The complete listing should be restated exactly.

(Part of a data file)
# # # # # # #

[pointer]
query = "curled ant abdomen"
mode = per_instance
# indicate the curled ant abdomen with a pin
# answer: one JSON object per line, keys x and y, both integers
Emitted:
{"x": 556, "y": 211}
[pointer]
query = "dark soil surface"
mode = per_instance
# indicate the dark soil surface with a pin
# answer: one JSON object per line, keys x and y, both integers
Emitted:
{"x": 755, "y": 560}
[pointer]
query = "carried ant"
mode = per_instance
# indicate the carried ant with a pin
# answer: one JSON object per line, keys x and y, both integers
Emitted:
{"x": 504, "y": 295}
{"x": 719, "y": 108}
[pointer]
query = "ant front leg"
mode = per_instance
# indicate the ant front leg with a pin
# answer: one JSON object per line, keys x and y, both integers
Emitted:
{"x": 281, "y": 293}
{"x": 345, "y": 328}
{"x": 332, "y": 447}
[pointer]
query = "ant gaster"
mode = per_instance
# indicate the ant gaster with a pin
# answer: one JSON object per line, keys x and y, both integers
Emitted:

# # # # # # #

** Solution to this exercise **
[pointer]
query = "curled ant abdomen"
mode = per_instance
# indicate the curled ant abdomen with a pin
# answer: one JSON object per line, keys x and y, both integers
Emitted:
{"x": 556, "y": 211}
[pointer]
query = "dark soil surface"
mode = per_instance
# indicate the dark soil surface with a pin
# answer: one JSON object per line, keys x and y, both integers
Emitted:
{"x": 755, "y": 560}
[pointer]
query = "carried ant"
mode = per_instance
# indicate the carried ant with a pin
# answer: one JSON object per line, keys x and y, both integers
Emitted:
{"x": 504, "y": 295}
{"x": 719, "y": 108}
[pointer]
query = "ant front leg"
mode = per_instance
# indicate the ant front leg with a pin
# answer: one JSON object per line, keys x and y, both integers
Emitted:
{"x": 281, "y": 293}
{"x": 345, "y": 328}
{"x": 332, "y": 447}
[pointer]
query = "ant gaster"
mode = per_instance
# indicate the ant gaster with a pin
# answer: one JSON object per line, keys x and y, both integers
Emitted:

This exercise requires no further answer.